>> START INPUT RECORDS
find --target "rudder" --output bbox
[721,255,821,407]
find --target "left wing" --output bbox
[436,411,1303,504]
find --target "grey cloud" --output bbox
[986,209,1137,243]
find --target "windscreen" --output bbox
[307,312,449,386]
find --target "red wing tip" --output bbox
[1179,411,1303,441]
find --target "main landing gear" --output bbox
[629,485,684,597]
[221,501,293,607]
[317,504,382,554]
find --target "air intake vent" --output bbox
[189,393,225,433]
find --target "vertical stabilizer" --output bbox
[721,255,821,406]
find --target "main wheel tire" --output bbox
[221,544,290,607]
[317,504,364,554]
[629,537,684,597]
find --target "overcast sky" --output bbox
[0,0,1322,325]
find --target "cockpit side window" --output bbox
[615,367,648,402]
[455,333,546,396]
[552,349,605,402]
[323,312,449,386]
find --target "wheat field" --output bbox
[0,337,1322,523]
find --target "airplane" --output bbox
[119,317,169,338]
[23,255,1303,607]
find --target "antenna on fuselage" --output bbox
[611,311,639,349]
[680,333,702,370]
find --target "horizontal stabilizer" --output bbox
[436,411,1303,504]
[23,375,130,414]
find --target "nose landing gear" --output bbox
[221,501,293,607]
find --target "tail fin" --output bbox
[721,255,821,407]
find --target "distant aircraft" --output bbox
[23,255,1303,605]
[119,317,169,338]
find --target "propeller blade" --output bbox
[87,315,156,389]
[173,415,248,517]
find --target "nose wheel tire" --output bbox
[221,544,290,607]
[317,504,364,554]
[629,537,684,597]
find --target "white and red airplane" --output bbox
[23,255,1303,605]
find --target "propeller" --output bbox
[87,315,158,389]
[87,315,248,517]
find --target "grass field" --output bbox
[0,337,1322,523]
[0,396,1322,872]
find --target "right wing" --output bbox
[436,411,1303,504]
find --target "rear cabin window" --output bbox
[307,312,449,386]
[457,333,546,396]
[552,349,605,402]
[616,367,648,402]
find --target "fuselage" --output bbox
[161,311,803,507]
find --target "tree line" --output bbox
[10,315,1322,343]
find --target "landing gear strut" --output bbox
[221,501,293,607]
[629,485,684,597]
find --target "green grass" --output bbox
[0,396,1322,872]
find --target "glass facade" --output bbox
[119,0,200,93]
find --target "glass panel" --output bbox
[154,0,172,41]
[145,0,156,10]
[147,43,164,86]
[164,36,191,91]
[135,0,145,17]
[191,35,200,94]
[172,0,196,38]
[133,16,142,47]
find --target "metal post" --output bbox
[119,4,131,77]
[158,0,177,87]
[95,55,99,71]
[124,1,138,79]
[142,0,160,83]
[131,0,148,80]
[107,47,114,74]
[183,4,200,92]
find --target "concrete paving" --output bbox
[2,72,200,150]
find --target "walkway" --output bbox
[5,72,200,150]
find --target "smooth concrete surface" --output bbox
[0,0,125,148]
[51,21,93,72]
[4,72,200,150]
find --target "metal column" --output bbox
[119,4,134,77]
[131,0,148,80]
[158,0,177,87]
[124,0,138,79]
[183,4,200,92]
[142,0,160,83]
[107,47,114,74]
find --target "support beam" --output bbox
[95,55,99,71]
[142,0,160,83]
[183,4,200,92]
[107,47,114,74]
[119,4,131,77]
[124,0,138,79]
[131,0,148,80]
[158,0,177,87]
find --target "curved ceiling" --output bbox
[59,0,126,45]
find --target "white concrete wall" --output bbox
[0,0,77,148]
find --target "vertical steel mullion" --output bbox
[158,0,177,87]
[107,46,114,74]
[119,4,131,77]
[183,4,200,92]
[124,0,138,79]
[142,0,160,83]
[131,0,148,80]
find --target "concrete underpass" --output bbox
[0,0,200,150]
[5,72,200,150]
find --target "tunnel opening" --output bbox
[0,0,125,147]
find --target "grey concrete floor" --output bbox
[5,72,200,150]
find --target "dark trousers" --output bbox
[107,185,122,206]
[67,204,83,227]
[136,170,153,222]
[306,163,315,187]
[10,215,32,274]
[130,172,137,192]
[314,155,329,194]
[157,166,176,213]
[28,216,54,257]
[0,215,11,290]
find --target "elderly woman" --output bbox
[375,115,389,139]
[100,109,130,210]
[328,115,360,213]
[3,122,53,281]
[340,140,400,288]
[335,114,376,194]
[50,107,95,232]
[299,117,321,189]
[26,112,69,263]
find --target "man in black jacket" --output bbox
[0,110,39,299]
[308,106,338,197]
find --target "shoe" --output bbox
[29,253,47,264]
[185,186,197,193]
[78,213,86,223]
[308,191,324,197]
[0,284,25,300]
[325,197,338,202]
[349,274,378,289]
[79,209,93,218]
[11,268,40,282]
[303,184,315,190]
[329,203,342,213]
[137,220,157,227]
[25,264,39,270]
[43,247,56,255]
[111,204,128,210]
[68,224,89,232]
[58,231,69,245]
>> END INPUT RECORDS
(THE TASK):
Reproduce all of the material above verbatim, line for line, without changing anything.

(CORRECT RESULT):
find --target "rudder" --output bbox
[721,255,821,407]
find --target "left wing" --output bbox
[436,411,1303,504]
find --target "grey cloud" --output bbox
[986,209,1137,243]
find --target "windscreen" --output bbox
[307,312,449,386]
find --target "red wing tip" --output bbox
[1179,411,1303,441]
find --target "main landing gear" --output bbox
[629,485,684,597]
[221,501,293,607]
[317,504,382,554]
find --target "air intake vent" --output bbox
[189,393,225,433]
find --target "vertical stabilizer" --output bbox
[721,255,821,406]
find --target "main wheel tire" --output bbox
[221,544,290,607]
[317,504,364,554]
[629,537,684,597]
find --target "overcast sky" --output bbox
[0,0,1322,325]
find --target "cockpit side window" --output bbox
[615,367,648,402]
[455,333,546,396]
[552,349,605,402]
[323,312,449,386]
find --target "wheat field" --output bbox
[0,337,1322,523]
find --target "airplane" --output bbox
[119,317,169,338]
[23,255,1303,607]
find --target "antenna on fuselage" --output bbox
[611,311,639,349]
[680,333,702,370]
find --target "horizontal stabilizer" --output bbox
[436,411,1303,504]
[23,375,130,414]
find --target "nose landing gear" --output bbox
[221,501,293,607]
find --target "tail fin" --output bbox
[721,255,821,407]
find --target "distant aircraft" --output bbox
[23,255,1303,605]
[119,317,169,338]
find --target "propeller blade" --output bbox
[87,315,156,389]
[173,415,248,517]
find --target "nose wheel tire" --output bbox
[221,544,290,607]
[317,504,364,554]
[629,537,684,597]
find --target "white and red airplane" --output bbox
[23,255,1303,605]
find --target "propeller" --output bbox
[87,315,158,389]
[87,315,248,517]
find --target "grass field" --output bbox
[0,337,1322,523]
[0,396,1322,872]
find --target "right wing" --output bbox
[436,411,1303,504]
find --target "rear cabin window" --output bbox
[307,312,449,386]
[457,333,546,396]
[552,349,605,402]
[616,367,648,402]
find --target "fuselage" --output bbox
[161,311,803,507]
find --target "tree line" --output bbox
[10,315,1322,343]
find --target "landing gear strut" --output bbox
[221,501,293,607]
[629,485,684,597]
find --target "green grass" --output bbox
[0,396,1322,872]
find --target "glass facade" --output bbox
[119,0,200,93]
find --target "glass panel" --output bbox
[154,0,172,41]
[145,0,156,10]
[147,43,164,86]
[164,36,191,91]
[135,0,145,17]
[191,35,200,94]
[172,0,196,38]
[133,16,142,47]
find --target "metal post" --output bbox
[119,4,131,77]
[158,0,177,87]
[95,55,99,71]
[124,1,138,79]
[142,0,160,83]
[131,0,148,80]
[107,47,114,74]
[183,4,200,92]
find --target "concrete paving" --output bbox
[2,72,200,150]
find --target "walkway" --output bbox
[5,72,200,150]
find --target "smooth concrete surface" --output bbox
[0,0,125,148]
[51,21,93,72]
[4,72,200,150]
find --target "metal column" --output bbox
[119,4,134,77]
[131,0,148,80]
[158,0,177,87]
[124,0,138,79]
[183,4,200,92]
[142,0,160,83]
[107,47,114,74]
find --target "support beam" --output bbox
[95,55,99,71]
[142,0,160,83]
[183,4,200,92]
[107,47,114,74]
[119,4,131,77]
[124,0,138,79]
[131,0,148,80]
[158,0,177,87]
find --target "curved ceiling" --output bbox
[59,0,126,45]
find --target "white concrete wall" --output bbox
[0,0,77,148]
find --target "vertical steel mullion" --output bbox
[158,0,177,87]
[107,46,114,74]
[119,4,131,77]
[183,4,200,92]
[124,0,138,79]
[142,0,160,83]
[131,0,148,80]
find --target "concrete underpass" --output bbox
[0,0,200,150]
[5,72,200,150]
find --target "tunnel opening" --output bbox
[0,0,125,147]
find --target "grey concrete floor" --output bbox
[5,72,200,150]
find --target "dark trousers" --output bbox
[107,185,122,206]
[67,204,83,227]
[136,170,153,222]
[306,163,315,187]
[10,215,32,274]
[130,172,137,192]
[314,155,329,194]
[157,166,176,213]
[28,216,54,257]
[0,215,11,290]
find --target "elderly woman" --output bbox
[375,115,389,139]
[100,109,130,210]
[328,115,360,213]
[3,122,53,281]
[340,140,400,288]
[335,114,376,194]
[50,107,95,232]
[299,117,321,189]
[26,112,69,263]
find --target "man in black jacket" --output bbox
[0,110,39,299]
[308,106,338,197]
find --target "shoe" --output bbox
[29,253,47,264]
[185,186,197,193]
[78,213,86,223]
[308,191,324,197]
[0,284,25,300]
[325,197,338,202]
[349,274,378,289]
[79,209,93,218]
[11,268,40,282]
[303,184,315,190]
[329,203,342,213]
[137,220,157,227]
[25,264,39,270]
[43,247,56,255]
[111,204,128,210]
[68,224,89,232]
[58,231,69,245]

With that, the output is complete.